Document text:
• • • • •

Team members include: Cathy
Burack, Senior Fellow for Higher Education at the Center for
Youth and Communities at the Heller School of Social Policy at
Brandeis University in Waltham, MA; Elmer Freeman, Executive Director
of the Center for Community Health, Education, Research and Service
in Boston, MA; Susan Gust, community activist in
Minneapolis, MN; Bobby
Hackett, Vice President of the Corella & Bertram F. Bonner
Foundation in Princeton, NJ; FEC Co-Director Cathy
Jordan, Associate Professor of Pediatrics and Neurology and
Executive Director of the Children, Youth and Family Consortium
at the University of Minnesota in Minneapolis; FEC Evaluator Sherril Gelmon, Professor of Public Health at the Mark O. Hatfield
School of Government at Portland State University in Oregon; Lorilee Sandmann, Associate Professor
in the Department of Lifelong Education, Administration and Policy,
College of Education, University of Georgia in Athens, GA; and
Lucille Webb, Founding Member and
President of Strengthening the Black Family, Inc. in Raleigh,
NC.
This
is the second FIPSE grant awarded to CCPH to advance community-engaged
scholarship. The first, from
2004-2007, supported the Community-Engaged
Scholarship for Health Collaborative, a group of institutions that
worked to align their promotion and tenure systems with community-engaged
scholarship. The Collaborative’s
findings and lessons learned will be published later this year as a theme
issue of Metropolitan Universities, the journal of the Coalition of Urban
and Metropolitan Universities.
A
number of products from the FIPSE-funded Collaborative have been
incorporated into the charrette:
- A modified version of a tool developed for the Collaborative,
“Building Capacity for
Community Engagement: Institutional Self-Assessment” was completed by each team
as a pre-charrette homework assignment. Teams also completed a Strengths, Weaknesses, Opportunities
and Threats (SWOT) Analysis in preparation for the
charrette.
- Competencies for community-engaged scholarship that can guide the design
of faculty development programs. Charrette participants reviewed the competencies
and considered how to prepare
faculty members to achieve them. For example, what content to cover, what teaching and learning
strategies to use, what program components to include, and what
roles community partners would play.
- The Community-Engaged
Scholarship Review, Promotion & Tenure Package, a resource and guide for community-engaged scholars and Review,
Promotion and Tenure (RPT) committees. The package
describes 8 characteristics of quality community-engaged scholarship,
and includes a dossier that shows how a community-engaged scholar
may present his or her work to RPT committees. An “answer
key” evaluates how well the dossier conveyed and documented
each of the 8 characteristics and provides some recommendations
for improvement. The dossier and answer key works well as part
of a group exercise simulating an RPT committee process that
is included in the package.

• • • • •

Source data:
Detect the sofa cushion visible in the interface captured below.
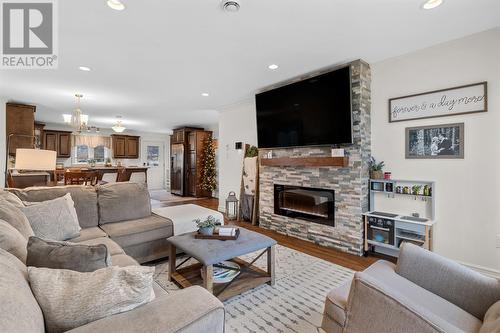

• • • • •

Things to do:
1. Quote the charrette text word for word between "- The Community-Engaged" and "in the package.", inclusive.
2. In one to three sentences, explain why the teams completed a Strengths, Weaknesses, Opportunities and Threats analysis, according to the charrette text.

Task-by-task outputs:
1.
- The Community-Engaged
Scholarship Review, Promotion & Tenure Package, a resource and guide for community-engaged scholars and Review,
Promotion and Tenure (RPT) committees. The package
describes 8 characteristics of quality community-engaged scholarship,
and includes a dossier that shows how a community-engaged scholar
may present his or her work to RPT committees. An “answer
key” evaluates how well the dossier conveyed and documented
each of the 8 characteristics and provides some recommendations
for improvement. The dossier and answer key works well as part
of a group exercise simulating an RPT committee process that
is included in the package.

2. The teams completed the SWOT analysis to prepare for the charrette. It went along with the pre-charrette homework assignment, a modified version of the "Building Capacity for Community Engagement: Institutional Self-Assessment" tool, which each team also completed.